*** Opening SELECTED PASSAGE ***
# Could I keep a cat in a shared house?



## svelte1 (Feb 24, 2011)

I really wanted to get a kitten soon, I am just not sure how feasible it is in a shared house. I have by far the largest room in the house, but I do not trust the streets and was hoping to keep a house cat.

Is one room, even if big, unfair? I worry it will constantly ask to get out the door..

Also on another note: Migou!
??????????????--Migou - YouTube


----------



## doodlebug (May 13, 2006)

In my opinion, confining a cat, especially a kitten to one room is not appropriate. Of course it will always look to get out the door...wouldn't you if you were stuck in one room all the time? Kittens need exercise, they need room to zoom and explore. I think you need to wait until you are in a different living situation.


----------



## MowMow (Nov 6, 2010)

doodlebug said:


> In my opinion, confining a cat, especially a kitten to one room is not appropriate. Of course it will always look to get out the door...wouldn't you if you were stuck in one room all the time? Kittens need exercise, they need room to zoom and explore. I think you need to wait until you are in a different living situation.


I agree.


----------



## Carmel (Nov 23, 2010)

One room certainly isn't ideal. Would the people you share the house with not be willing to allow it to roam, at least while you're home? What dimension is the room? Does it have a large window? Would you consider leash training the cat and then follow through on allowing the cat outside daily on a leash?

Also, kittens have a _lot_ of energy. I would not get a kitten in a one room situation, however an older cat, say 3 plus, might be ok if it's a temporary situation; you'll be able to find a really laid back cat that way as their temperament has already been set for the most part. Some kittens that grow into cats don't ever really settle down, others mellow out as they get older, it'd be pretty sad if you were stuck with a feisty kitten turned cat that showed no sign of mellowing out and it only was allowed in one room all day long. It'd go stir crazy, it may still go crazy if it's a mellow cat!
*** Closing SELECTED PASSAGE ***
*** Opening DATA TO EXAMINE ***
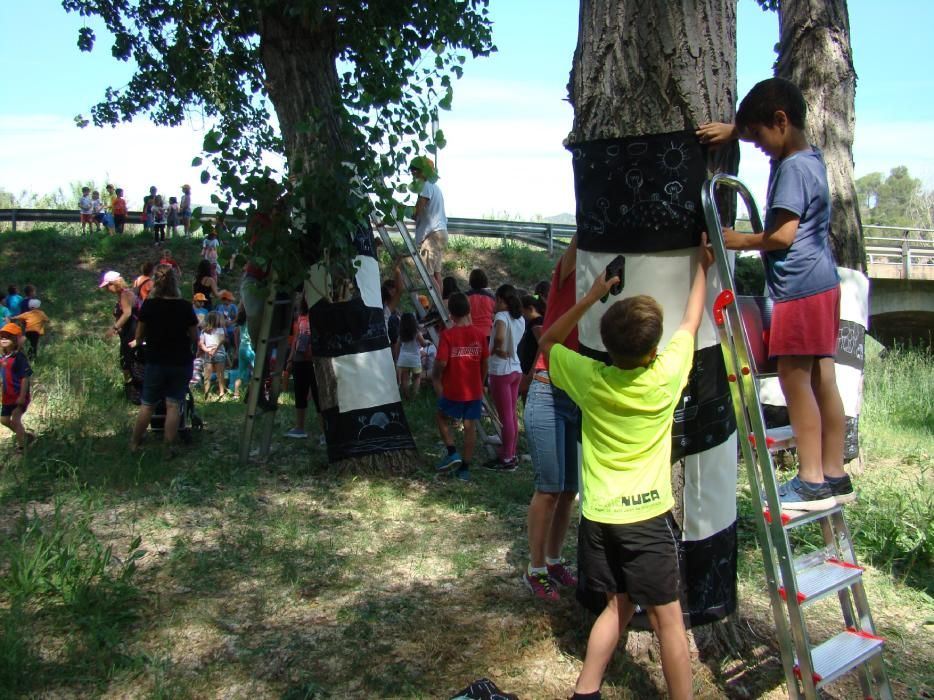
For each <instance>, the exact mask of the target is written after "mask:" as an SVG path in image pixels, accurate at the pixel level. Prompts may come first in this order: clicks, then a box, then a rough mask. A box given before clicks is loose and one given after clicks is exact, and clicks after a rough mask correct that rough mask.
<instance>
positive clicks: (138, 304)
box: [98, 270, 142, 398]
mask: <svg viewBox="0 0 934 700" xmlns="http://www.w3.org/2000/svg"><path fill="white" fill-rule="evenodd" d="M98 287H99V288H100V289H106V290H107V291H108V292H110V293H111V294H114V295H116V297H117V303H116V305H115V306H114V314H113V315H114V322H113V325H111V327H110V328H108V329H107V331H106V332H105V333H104V337H105V338H112V337H114V336H117V337H118V338H120V369H121V370H122V371H123V382H124V387H125V388H126V390H127V397H128V398H132V397H131V392H130V389H129V388H130V387H131V386H132V385H133V383H134V379H135V377H134V376H133V372H132V369H133V360H134V359H135V350H134V349H133V347H132V346H131V345H130V341H132V340H133V338H134V337H135V335H136V321H137V319H138V318H139V307H140V306H141V304H142V302H141V301H140V299H139V297H138V296H137V295H136V293H134V291H133V290H132V289H130V288H129V286H128V285H127V283H126V281H124V279H123V276H122V275H121V274H120V273H119V272H117V271H116V270H108V271H107V272H105V273H104V276H103V277H101V282H100V284H99V285H98Z"/></svg>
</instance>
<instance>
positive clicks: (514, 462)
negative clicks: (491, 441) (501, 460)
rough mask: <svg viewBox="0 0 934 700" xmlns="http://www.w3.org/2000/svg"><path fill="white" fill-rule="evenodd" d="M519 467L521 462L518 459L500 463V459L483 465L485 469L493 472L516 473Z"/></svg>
mask: <svg viewBox="0 0 934 700" xmlns="http://www.w3.org/2000/svg"><path fill="white" fill-rule="evenodd" d="M518 467H519V460H518V458H516V457H513V458H512V459H507V460H505V461H500V460H499V459H491V460H490V461H489V462H487V463H486V464H484V465H483V468H484V469H489V470H490V471H491V472H514V471H516V469H518Z"/></svg>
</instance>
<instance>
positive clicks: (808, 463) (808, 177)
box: [698, 78, 856, 511]
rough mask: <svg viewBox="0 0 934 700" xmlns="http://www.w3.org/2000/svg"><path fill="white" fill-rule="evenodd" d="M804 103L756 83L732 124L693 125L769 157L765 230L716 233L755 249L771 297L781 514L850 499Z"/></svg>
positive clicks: (833, 338)
mask: <svg viewBox="0 0 934 700" xmlns="http://www.w3.org/2000/svg"><path fill="white" fill-rule="evenodd" d="M806 113H807V105H806V103H805V101H804V97H803V96H802V95H801V91H800V90H799V89H798V87H797V85H795V84H794V83H792V82H790V81H788V80H784V79H782V78H769V79H768V80H763V81H762V82H760V83H757V84H756V85H755V86H754V87H753V88H752V90H750V91H749V94H748V95H746V97H744V98H743V101H742V102H741V103H740V105H739V109H737V111H736V124H735V126H733V125H730V124H707V125H705V126H703V127H701V128H700V129H699V130H698V135H699V136H700V139H701V141H703V142H706V143H708V144H711V145H717V144H719V143H723V142H724V141H727V140H729V139H733V138H742V139H743V140H747V141H751V142H752V143H754V144H755V145H756V147H757V148H758V149H759V150H760V151H762V152H763V153H765V154H766V155H767V156H769V157H770V158H771V159H772V174H771V176H770V178H769V190H768V200H767V202H766V213H765V231H763V232H762V233H751V234H747V233H738V232H736V231H734V230H732V229H723V242H724V245H725V246H726V247H727V248H728V249H730V250H760V251H764V252H765V271H766V280H767V283H768V288H769V296H771V297H772V299H773V300H774V301H775V306H774V308H773V310H772V326H771V330H770V335H769V347H768V353H769V358H770V359H773V358H777V359H778V379H779V382H780V383H781V387H782V393H784V395H785V403H786V404H787V405H788V417H789V420H790V421H791V428H792V431H793V432H794V436H795V443H796V445H797V448H798V474H797V475H796V476H795V477H794V478H793V479H791V480H790V481H787V482H786V483H784V484H782V485H781V486H780V487H779V492H778V493H779V500H780V501H781V506H782V509H783V510H790V511H816V510H824V509H826V508H830V507H832V506H834V505H835V504H836V503H840V504H843V503H849V502H851V501H853V500H855V498H856V494H855V493H854V492H853V484H852V482H851V481H850V477H849V476H848V475H847V473H846V472H845V471H844V470H843V442H844V432H845V425H846V419H845V417H844V412H843V402H842V400H841V399H840V392H839V390H838V389H837V380H836V375H835V371H834V359H833V358H834V354H835V353H836V351H837V333H838V332H839V328H840V277H839V275H838V274H837V267H836V263H835V262H834V259H833V253H832V252H831V250H830V244H829V239H830V188H829V186H828V184H827V168H826V166H825V165H824V158H823V156H822V155H821V152H820V151H819V150H818V149H817V148H815V147H813V146H811V145H810V144H809V143H808V141H807V138H806V137H805V135H804V124H805V115H806Z"/></svg>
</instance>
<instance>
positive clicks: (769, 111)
*** Closing DATA TO EXAMINE ***
INSTRUCTION 1 ->
List the usernames of everyone who posted in the thread about keeping a cat in a shared house.
INSTRUCTION 2 ->
Repeat the part of the thread about keeping a cat in a shared house word for word, starting with "## svelte1 (Feb" and going on through "a house cat.".

YOUR SOLUTION 1 ->
svelte1, doodlebug, MowMow, Carmel

YOUR SOLUTION 2 ->
## svelte1 (Feb 24, 2011)

I really wanted to get a kitten soon, I am just not sure how feasible it is in a shared house. I have by far the largest room in the house, but I do not trust the streets and was hoping to keep a house cat.